Exercise goal: Identify each line in the records below that contains the word "white", and copy it.

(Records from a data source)
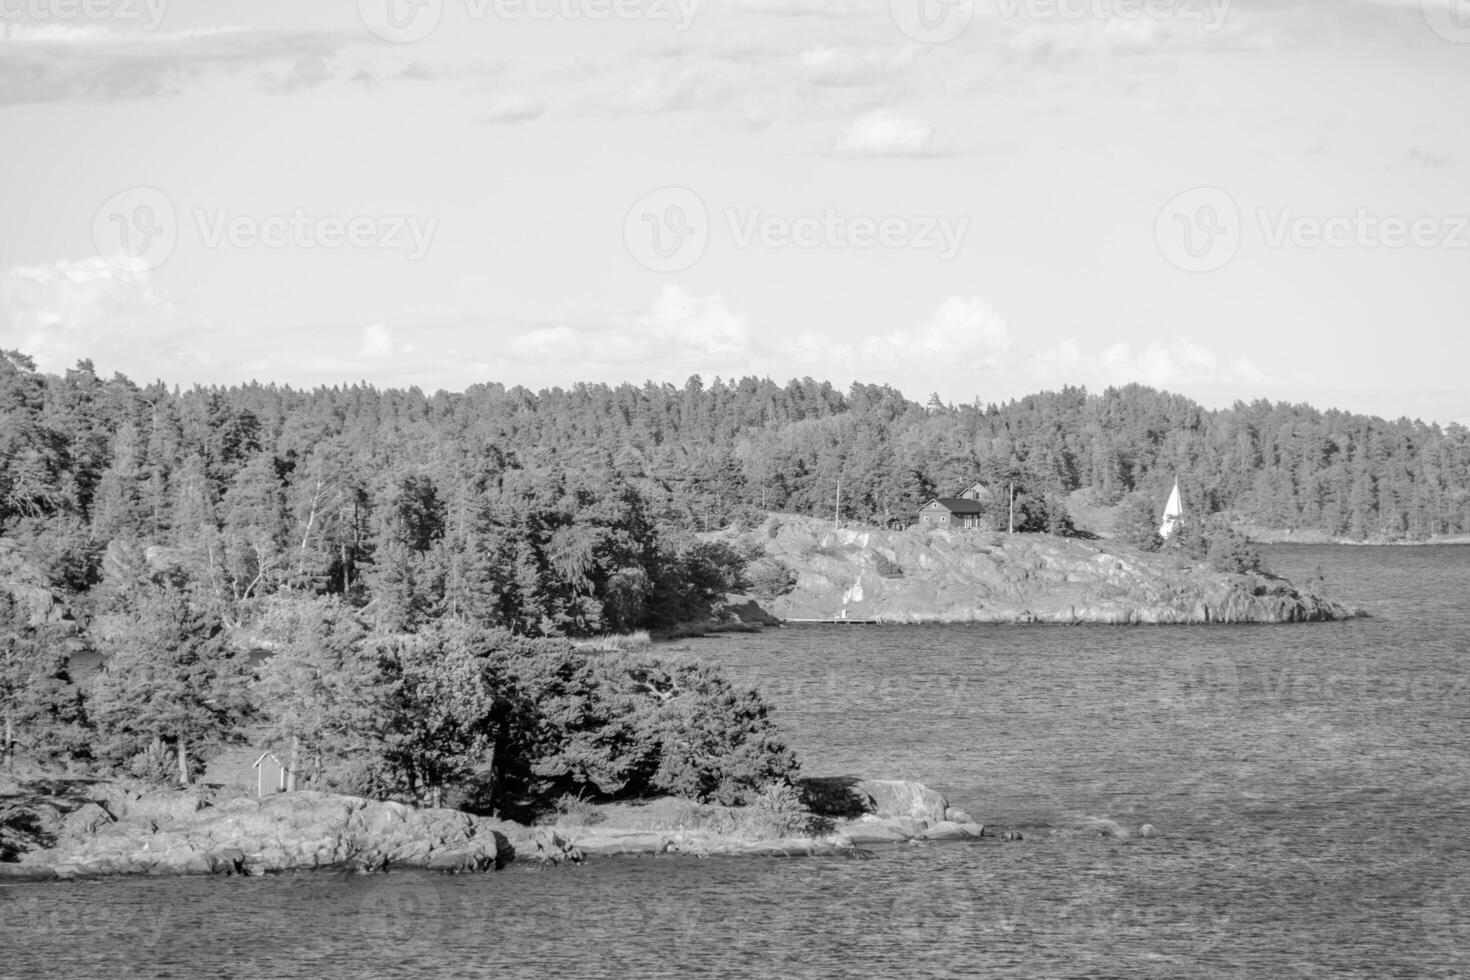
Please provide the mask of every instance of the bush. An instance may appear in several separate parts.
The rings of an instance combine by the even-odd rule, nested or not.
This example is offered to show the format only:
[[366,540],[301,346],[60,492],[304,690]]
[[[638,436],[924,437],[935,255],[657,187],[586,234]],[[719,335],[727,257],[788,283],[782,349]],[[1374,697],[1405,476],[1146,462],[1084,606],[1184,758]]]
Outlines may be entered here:
[[759,599],[774,599],[796,588],[796,572],[779,558],[757,558],[745,578],[750,594]]
[[1139,551],[1158,551],[1164,544],[1164,539],[1159,536],[1162,512],[1161,507],[1155,508],[1153,499],[1147,494],[1130,494],[1118,509],[1114,525],[1118,540]]
[[1210,535],[1207,557],[1210,565],[1220,572],[1244,574],[1264,570],[1261,553],[1233,528],[1221,528]]
[[1219,572],[1245,574],[1265,570],[1261,553],[1250,540],[1219,515],[1205,520],[1186,517],[1174,527],[1167,550],[1208,561]]
[[848,776],[814,776],[798,784],[801,802],[812,813],[855,820],[868,812],[868,801],[853,790],[858,782]]
[[903,578],[902,566],[881,551],[877,553],[873,565],[877,568],[878,574],[882,578]]
[[540,715],[530,768],[543,793],[732,805],[796,773],[765,702],[712,668],[570,650],[537,660],[525,693]]

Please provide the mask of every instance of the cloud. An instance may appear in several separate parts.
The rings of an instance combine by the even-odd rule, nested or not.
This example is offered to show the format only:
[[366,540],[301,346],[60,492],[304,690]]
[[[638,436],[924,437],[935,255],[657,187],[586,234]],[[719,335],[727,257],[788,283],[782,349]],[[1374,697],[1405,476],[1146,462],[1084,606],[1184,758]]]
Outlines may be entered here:
[[855,340],[803,333],[781,340],[771,362],[788,375],[884,382],[909,397],[940,390],[967,400],[993,373],[1024,360],[1005,320],[984,300],[952,296],[912,327]]
[[918,58],[916,45],[899,48],[897,53],[818,45],[797,55],[797,63],[814,85],[884,85],[896,81]]
[[171,383],[257,379],[313,386],[366,379],[460,390],[499,381],[528,387],[578,381],[682,382],[690,375],[816,377],[892,384],[911,398],[1003,400],[1044,388],[1100,390],[1140,382],[1197,396],[1269,381],[1245,358],[1189,339],[1089,347],[1025,342],[983,299],[952,296],[907,326],[862,337],[753,326],[720,295],[665,286],[646,310],[583,321],[483,320],[366,327],[251,325],[222,330],[188,316],[146,269],[95,258],[0,275],[0,348],[47,371],[91,358],[101,371]]
[[685,65],[636,79],[623,90],[616,108],[626,112],[676,112],[722,104],[732,94],[724,79]]
[[381,323],[369,324],[362,331],[362,346],[357,349],[358,357],[373,359],[389,358],[398,353],[393,344],[393,334]]
[[945,358],[951,368],[995,367],[1010,347],[1006,322],[983,300],[953,296],[925,323],[870,337],[858,346],[871,363],[916,359],[932,363]]
[[546,104],[527,95],[507,95],[476,118],[486,123],[522,123],[539,119]]
[[869,157],[924,157],[943,152],[927,122],[888,109],[877,109],[853,122],[838,141],[837,150]]
[[754,356],[741,313],[720,296],[697,297],[678,286],[665,286],[645,313],[524,329],[505,352],[537,367],[551,359],[565,381],[730,373],[748,366]]
[[1099,389],[1136,382],[1154,388],[1190,390],[1200,386],[1258,385],[1270,380],[1249,358],[1222,358],[1187,338],[1142,347],[1117,343],[1101,350],[1087,349],[1068,338],[1028,352],[1007,370],[1032,387],[1071,384]]
[[1409,148],[1404,155],[1405,169],[1438,170],[1448,167],[1455,162],[1455,158],[1448,153],[1440,153],[1438,150],[1421,150],[1417,146]]
[[780,17],[850,18],[861,9],[858,0],[720,0],[722,6]]
[[882,381],[911,398],[938,391],[950,401],[1001,400],[1063,385],[1100,390],[1138,382],[1187,392],[1270,380],[1249,359],[1223,358],[1189,339],[1101,349],[1074,338],[1028,345],[975,296],[952,296],[915,326],[855,341],[802,334],[782,341],[773,361],[788,374]]
[[13,24],[0,35],[0,105],[174,95],[210,70],[253,69],[268,90],[290,93],[332,77],[336,53],[327,35],[305,31]]
[[83,358],[146,377],[194,376],[201,324],[154,284],[146,266],[100,257],[0,273],[0,346],[61,371]]

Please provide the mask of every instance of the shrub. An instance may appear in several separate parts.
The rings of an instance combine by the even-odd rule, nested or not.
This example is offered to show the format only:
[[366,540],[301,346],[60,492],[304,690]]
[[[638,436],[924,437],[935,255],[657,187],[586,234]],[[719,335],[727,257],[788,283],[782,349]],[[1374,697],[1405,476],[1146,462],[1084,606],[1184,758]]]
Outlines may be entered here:
[[1175,525],[1167,549],[1195,561],[1208,561],[1216,571],[1245,574],[1265,570],[1261,553],[1250,540],[1214,515],[1205,520],[1186,517]]
[[[1158,513],[1155,513],[1155,510]],[[1164,539],[1159,536],[1160,514],[1163,508],[1155,508],[1147,494],[1133,493],[1118,509],[1114,525],[1118,539],[1139,551],[1158,551]]]
[[738,804],[796,772],[765,702],[710,667],[564,648],[534,657],[521,683],[538,716],[527,761],[542,793]]
[[1207,556],[1210,565],[1220,572],[1244,574],[1264,570],[1261,553],[1233,528],[1220,528],[1209,536]]
[[853,790],[857,779],[846,776],[814,776],[801,780],[801,802],[812,813],[854,820],[868,812],[868,801]]
[[903,578],[903,568],[898,564],[898,562],[894,561],[892,558],[889,558],[881,551],[877,552],[877,557],[873,561],[873,566],[878,570],[878,574],[883,578]]
[[757,558],[746,571],[750,594],[774,599],[796,588],[796,572],[779,558]]

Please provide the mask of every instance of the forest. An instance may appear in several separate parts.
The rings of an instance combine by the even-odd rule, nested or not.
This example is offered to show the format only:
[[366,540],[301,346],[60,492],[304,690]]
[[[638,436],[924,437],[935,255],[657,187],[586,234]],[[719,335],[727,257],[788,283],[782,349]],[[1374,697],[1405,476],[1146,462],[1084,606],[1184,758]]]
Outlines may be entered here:
[[[468,792],[476,760],[498,753],[505,785],[736,799],[794,767],[758,699],[565,640],[669,629],[744,590],[759,555],[699,532],[770,512],[906,525],[981,481],[1015,488],[1018,530],[1070,533],[1069,501],[1146,518],[1176,476],[1199,515],[1354,539],[1470,533],[1470,431],[1305,405],[1207,410],[1130,385],[954,406],[885,385],[697,376],[185,390],[0,352],[0,566],[41,579],[108,662],[76,693],[45,627],[0,616],[5,745],[29,724],[53,753],[187,779],[248,720],[324,784],[437,798]],[[231,706],[242,636],[296,651],[270,661],[296,681],[266,671],[261,685],[347,674],[361,689],[294,704],[294,723],[284,695],[272,711]],[[739,773],[672,772],[658,745],[698,727],[692,709],[671,720],[676,689],[748,736],[726,747],[751,753]],[[410,710],[456,698],[437,734]],[[375,753],[306,730],[328,703],[376,719]],[[134,723],[145,715],[151,727]],[[457,748],[437,758],[435,745]]]

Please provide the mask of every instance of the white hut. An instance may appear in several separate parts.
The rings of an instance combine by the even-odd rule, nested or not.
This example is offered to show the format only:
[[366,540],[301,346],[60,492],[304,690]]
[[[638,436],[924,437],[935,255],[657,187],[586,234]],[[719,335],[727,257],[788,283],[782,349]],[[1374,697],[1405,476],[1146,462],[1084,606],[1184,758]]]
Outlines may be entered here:
[[277,793],[286,792],[287,769],[281,765],[273,752],[262,752],[259,759],[252,766],[256,771],[255,795],[259,797],[274,796]]

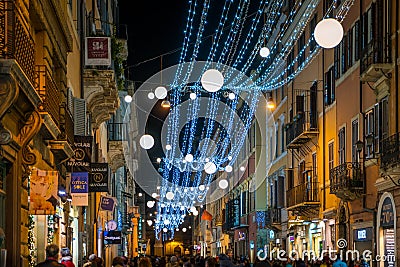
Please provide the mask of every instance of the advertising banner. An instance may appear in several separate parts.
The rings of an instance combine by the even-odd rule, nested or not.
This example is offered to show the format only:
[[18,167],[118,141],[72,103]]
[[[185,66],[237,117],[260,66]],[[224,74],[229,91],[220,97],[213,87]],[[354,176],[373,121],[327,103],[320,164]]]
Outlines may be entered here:
[[121,244],[121,231],[104,231],[103,239],[104,245]]
[[74,136],[74,156],[67,162],[68,172],[90,172],[92,136]]
[[107,196],[101,196],[100,199],[100,210],[104,210],[104,211],[114,211],[114,207],[116,205],[116,201],[115,198],[113,197],[107,197]]
[[87,206],[89,202],[88,186],[89,175],[87,172],[71,173],[71,196],[73,206]]
[[89,192],[109,191],[109,167],[108,163],[91,163],[89,180]]
[[58,203],[58,172],[34,169],[30,177],[29,214],[51,215]]
[[86,37],[86,65],[111,65],[111,39],[109,37]]

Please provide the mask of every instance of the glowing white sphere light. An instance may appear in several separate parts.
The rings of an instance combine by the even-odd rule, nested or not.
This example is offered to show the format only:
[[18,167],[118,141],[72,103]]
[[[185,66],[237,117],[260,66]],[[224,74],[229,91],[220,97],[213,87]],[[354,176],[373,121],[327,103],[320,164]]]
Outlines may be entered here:
[[164,86],[159,86],[154,90],[154,93],[158,99],[164,99],[167,97],[168,91]]
[[166,150],[171,150],[171,149],[172,149],[172,146],[171,146],[171,145],[166,145],[166,146],[165,146],[165,149],[166,149]]
[[207,174],[213,174],[217,171],[217,166],[213,162],[209,161],[204,165],[204,171]]
[[147,94],[147,97],[148,97],[149,99],[154,99],[154,93],[153,93],[153,92],[148,93],[148,94]]
[[194,207],[194,206],[190,207],[190,212],[194,212],[195,210],[197,210],[196,207]]
[[209,69],[201,76],[201,85],[210,92],[217,92],[224,85],[224,76],[216,69]]
[[204,189],[206,189],[206,187],[203,184],[199,185],[199,190],[200,191],[204,191]]
[[184,232],[184,233],[186,232],[186,227],[182,228],[182,232]]
[[229,93],[229,94],[228,94],[228,98],[229,98],[230,100],[233,100],[233,99],[236,98],[236,95],[235,95],[234,93]]
[[126,95],[124,97],[124,100],[125,100],[126,103],[131,103],[132,102],[132,96],[131,95]]
[[154,207],[155,203],[156,203],[155,201],[151,201],[151,200],[147,201],[147,207],[151,209],[152,207]]
[[170,221],[169,221],[168,219],[165,219],[165,220],[164,220],[164,224],[165,224],[165,225],[168,225],[169,223],[170,223]]
[[151,197],[152,197],[152,198],[156,198],[157,196],[158,196],[157,193],[151,194]]
[[262,57],[268,57],[269,53],[270,53],[270,51],[269,51],[268,47],[264,46],[260,49],[260,56],[262,56]]
[[151,226],[153,224],[153,221],[152,220],[147,220],[147,224],[148,224],[148,226]]
[[167,194],[165,194],[165,197],[166,197],[168,200],[172,200],[172,199],[174,199],[174,193],[172,193],[172,192],[167,192]]
[[245,169],[246,169],[246,168],[245,168],[244,166],[240,167],[240,170],[241,170],[242,172],[244,172]]
[[199,215],[199,212],[197,210],[195,210],[195,211],[193,211],[193,215],[197,216],[197,215]]
[[232,172],[232,171],[233,171],[232,166],[231,166],[231,165],[227,165],[227,166],[225,167],[225,171],[226,171],[226,172]]
[[321,47],[333,48],[342,41],[342,24],[336,19],[323,19],[315,26],[314,38]]
[[229,185],[229,184],[228,184],[228,181],[227,181],[226,179],[222,179],[222,180],[220,180],[219,183],[218,183],[218,186],[219,186],[219,188],[221,188],[221,189],[227,188],[228,185]]
[[144,134],[140,137],[139,144],[144,149],[150,149],[154,146],[154,138],[149,134]]
[[196,95],[196,93],[190,93],[189,97],[190,97],[190,99],[195,100],[197,95]]
[[162,229],[164,233],[168,232],[167,228]]
[[185,160],[186,160],[187,162],[192,162],[192,161],[193,161],[193,155],[192,155],[192,154],[187,154],[187,155],[185,156]]

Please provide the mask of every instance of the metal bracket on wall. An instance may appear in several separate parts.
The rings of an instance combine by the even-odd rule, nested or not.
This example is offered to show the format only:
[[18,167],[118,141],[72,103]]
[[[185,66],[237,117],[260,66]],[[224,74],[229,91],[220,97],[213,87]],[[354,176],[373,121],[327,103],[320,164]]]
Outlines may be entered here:
[[[400,173],[394,173],[394,174],[396,174],[396,175],[400,175]],[[387,180],[387,179],[390,179],[390,181],[392,181],[392,183],[395,185],[395,186],[400,186],[400,176],[399,176],[399,178],[397,179],[397,181],[395,180],[395,179],[393,179],[392,178],[392,176],[390,176],[389,174],[381,174],[381,177],[383,178],[383,179],[385,179],[385,180]]]

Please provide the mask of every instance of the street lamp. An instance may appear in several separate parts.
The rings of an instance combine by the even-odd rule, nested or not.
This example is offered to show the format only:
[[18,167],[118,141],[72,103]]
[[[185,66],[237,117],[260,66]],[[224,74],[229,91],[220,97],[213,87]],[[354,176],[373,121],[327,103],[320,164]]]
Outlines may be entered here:
[[272,93],[271,92],[269,93],[269,97],[268,97],[268,100],[267,100],[267,108],[269,108],[269,109],[274,109],[275,108],[275,103],[274,103],[274,100],[272,99]]

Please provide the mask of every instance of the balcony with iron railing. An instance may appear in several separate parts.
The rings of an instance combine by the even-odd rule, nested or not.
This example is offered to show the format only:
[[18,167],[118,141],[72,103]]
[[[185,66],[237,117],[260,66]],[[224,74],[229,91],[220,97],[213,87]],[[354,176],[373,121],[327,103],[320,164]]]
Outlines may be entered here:
[[380,143],[380,168],[388,172],[400,167],[400,133],[383,139]]
[[362,163],[346,162],[329,172],[330,193],[345,201],[360,198],[364,193]]
[[292,110],[293,119],[285,125],[286,147],[299,148],[318,135],[317,87],[310,90],[295,90]]
[[286,191],[286,203],[288,210],[303,211],[315,209],[320,205],[319,183],[303,182]]
[[[35,81],[35,43],[15,1],[0,0],[0,60],[14,59],[31,84]],[[24,89],[24,88],[23,88]]]
[[282,222],[282,209],[281,208],[270,208],[271,224],[281,224]]
[[388,75],[393,68],[390,43],[389,35],[375,38],[361,51],[361,81],[376,82]]

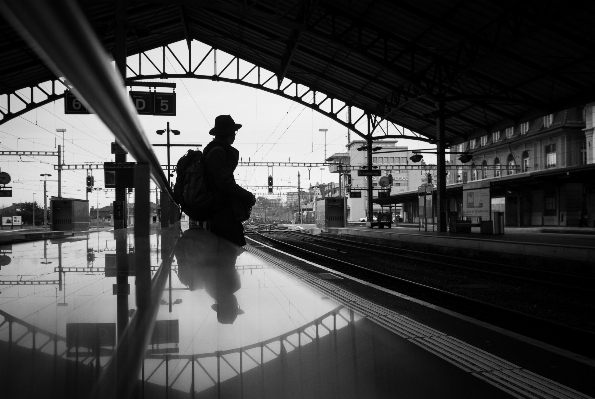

The completed task:
Please provide the mask of every instance of the white hut. An instance may appear in several separate parts.
Please provide the mask of every instance of the glowing white sphere light. An instance may appear in several separate parts.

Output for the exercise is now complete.